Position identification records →
⁂
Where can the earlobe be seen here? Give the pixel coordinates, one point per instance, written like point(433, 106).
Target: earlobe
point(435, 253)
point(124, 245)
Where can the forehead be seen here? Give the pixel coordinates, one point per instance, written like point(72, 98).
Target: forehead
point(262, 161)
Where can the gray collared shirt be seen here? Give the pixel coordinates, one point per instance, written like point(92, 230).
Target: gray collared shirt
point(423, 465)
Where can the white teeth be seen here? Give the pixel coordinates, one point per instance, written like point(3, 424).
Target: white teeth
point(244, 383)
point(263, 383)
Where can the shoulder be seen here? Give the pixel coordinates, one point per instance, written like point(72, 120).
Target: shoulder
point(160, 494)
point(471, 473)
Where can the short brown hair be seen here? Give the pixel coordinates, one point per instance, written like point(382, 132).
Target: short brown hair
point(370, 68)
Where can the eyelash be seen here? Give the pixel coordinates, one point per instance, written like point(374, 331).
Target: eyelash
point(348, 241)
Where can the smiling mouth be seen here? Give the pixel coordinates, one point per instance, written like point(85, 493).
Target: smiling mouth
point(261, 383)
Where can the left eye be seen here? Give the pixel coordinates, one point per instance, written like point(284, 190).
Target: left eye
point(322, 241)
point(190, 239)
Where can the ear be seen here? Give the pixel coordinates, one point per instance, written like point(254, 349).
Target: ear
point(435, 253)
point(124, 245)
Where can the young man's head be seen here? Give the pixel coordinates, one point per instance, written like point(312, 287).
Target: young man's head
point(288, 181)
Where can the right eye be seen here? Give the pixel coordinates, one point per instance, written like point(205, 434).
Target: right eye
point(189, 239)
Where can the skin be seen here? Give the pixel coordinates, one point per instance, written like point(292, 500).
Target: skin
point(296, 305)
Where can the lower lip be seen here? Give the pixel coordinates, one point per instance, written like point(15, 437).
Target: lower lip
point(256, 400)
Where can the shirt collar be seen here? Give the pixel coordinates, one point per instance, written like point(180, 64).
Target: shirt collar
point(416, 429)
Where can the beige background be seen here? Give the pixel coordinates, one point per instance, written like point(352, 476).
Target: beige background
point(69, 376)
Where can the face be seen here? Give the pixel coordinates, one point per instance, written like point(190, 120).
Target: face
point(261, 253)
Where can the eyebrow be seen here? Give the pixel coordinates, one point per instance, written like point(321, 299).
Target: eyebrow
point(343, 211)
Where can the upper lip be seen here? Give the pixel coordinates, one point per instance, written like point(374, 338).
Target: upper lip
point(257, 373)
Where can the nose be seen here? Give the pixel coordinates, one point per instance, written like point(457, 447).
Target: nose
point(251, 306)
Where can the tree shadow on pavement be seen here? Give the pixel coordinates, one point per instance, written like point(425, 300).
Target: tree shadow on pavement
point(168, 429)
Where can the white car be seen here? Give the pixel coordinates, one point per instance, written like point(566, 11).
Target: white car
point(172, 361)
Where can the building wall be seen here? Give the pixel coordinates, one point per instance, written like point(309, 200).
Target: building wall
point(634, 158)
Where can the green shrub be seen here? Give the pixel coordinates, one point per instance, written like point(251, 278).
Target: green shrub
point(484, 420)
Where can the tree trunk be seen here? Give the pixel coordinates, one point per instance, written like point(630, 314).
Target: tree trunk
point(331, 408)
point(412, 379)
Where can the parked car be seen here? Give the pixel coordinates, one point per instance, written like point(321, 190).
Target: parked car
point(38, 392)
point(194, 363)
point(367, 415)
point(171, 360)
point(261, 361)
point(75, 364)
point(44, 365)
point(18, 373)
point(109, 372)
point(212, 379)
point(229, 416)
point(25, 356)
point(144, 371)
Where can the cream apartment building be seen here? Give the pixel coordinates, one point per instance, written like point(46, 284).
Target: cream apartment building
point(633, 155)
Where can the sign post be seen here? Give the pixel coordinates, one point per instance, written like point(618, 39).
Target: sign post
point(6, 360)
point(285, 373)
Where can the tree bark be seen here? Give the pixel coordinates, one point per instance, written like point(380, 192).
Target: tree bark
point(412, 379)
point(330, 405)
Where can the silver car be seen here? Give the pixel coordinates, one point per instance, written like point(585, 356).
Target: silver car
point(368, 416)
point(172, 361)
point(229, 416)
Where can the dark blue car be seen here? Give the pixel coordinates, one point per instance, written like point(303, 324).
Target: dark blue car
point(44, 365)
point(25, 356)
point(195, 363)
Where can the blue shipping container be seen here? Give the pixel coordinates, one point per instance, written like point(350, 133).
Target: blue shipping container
⁂
Write out the rows word for word, beginning at the line that contains "Where can the face" and stopping after the line that contains "point(484, 420)".

Where can the face be seen here? Give the pixel coordinates, one point per instance, written like point(190, 120).
Target: face
point(261, 253)
Where can the eyebrow be seen here? Give the pixel coordinates, one point per instance, written like point(321, 299).
Target: eyebrow
point(343, 211)
Where can the upper lip be seen here? Give the pixel coordinates, one point per instance, written like point(374, 338).
Target: upper lip
point(257, 373)
Where can the nose be seen here? Give the pixel coordinates, one point per instance, written like point(457, 447).
Target: nose
point(251, 306)
Where can the tree shadow on pavement be seen here? Give the pixel coordinates, one point per instance, written like point(425, 300).
Target: tree shadow on pavement
point(168, 429)
Where can the white car be seen here? Give the pixel coordinates, one point per instance, written like point(566, 11).
Target: white car
point(172, 361)
Where can the building wall be seen here? Give the pixel coordinates, one point per instance, written like point(309, 200).
Target: building wall
point(634, 158)
Where can the green shrub be seen here? Give the pixel coordinates, one point per instance, written like point(251, 278).
Target: green shrub
point(484, 420)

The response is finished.